§ **Directions**
In the records that follow, show each line where the word "Target" is present.
[Provided data — start]
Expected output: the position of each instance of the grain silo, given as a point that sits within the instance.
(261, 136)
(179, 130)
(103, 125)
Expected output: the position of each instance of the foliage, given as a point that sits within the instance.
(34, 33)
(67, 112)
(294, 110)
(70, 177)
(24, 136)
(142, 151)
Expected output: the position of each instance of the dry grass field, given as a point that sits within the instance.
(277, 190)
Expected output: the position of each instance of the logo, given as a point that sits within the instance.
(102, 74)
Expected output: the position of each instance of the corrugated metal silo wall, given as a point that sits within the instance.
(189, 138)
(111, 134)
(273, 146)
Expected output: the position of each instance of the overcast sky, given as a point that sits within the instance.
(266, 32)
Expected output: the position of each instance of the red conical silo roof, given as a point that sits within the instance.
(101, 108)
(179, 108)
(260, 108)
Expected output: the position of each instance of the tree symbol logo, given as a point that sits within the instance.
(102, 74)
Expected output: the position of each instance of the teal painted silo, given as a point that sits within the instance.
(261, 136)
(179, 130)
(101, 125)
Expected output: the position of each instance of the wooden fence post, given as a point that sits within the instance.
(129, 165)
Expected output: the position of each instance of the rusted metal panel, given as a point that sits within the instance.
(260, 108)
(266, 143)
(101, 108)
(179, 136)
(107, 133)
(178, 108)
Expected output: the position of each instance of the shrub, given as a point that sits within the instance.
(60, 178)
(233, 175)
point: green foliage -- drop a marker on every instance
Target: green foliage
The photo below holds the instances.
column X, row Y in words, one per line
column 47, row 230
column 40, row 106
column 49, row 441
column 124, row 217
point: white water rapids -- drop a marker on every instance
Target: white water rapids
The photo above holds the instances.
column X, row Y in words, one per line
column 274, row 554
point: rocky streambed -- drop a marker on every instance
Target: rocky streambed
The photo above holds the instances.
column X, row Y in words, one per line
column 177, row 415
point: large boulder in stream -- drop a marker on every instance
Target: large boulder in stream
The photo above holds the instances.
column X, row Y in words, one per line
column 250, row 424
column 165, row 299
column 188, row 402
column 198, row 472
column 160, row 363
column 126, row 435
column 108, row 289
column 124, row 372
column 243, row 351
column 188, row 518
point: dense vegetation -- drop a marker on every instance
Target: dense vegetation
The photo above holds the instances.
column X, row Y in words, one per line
[Provided data — finish]
§ **Expected answer**
Target: green foliage
Target: white water rapids
Target: rocky streambed
Target: large boulder in stream
Target: dense vegetation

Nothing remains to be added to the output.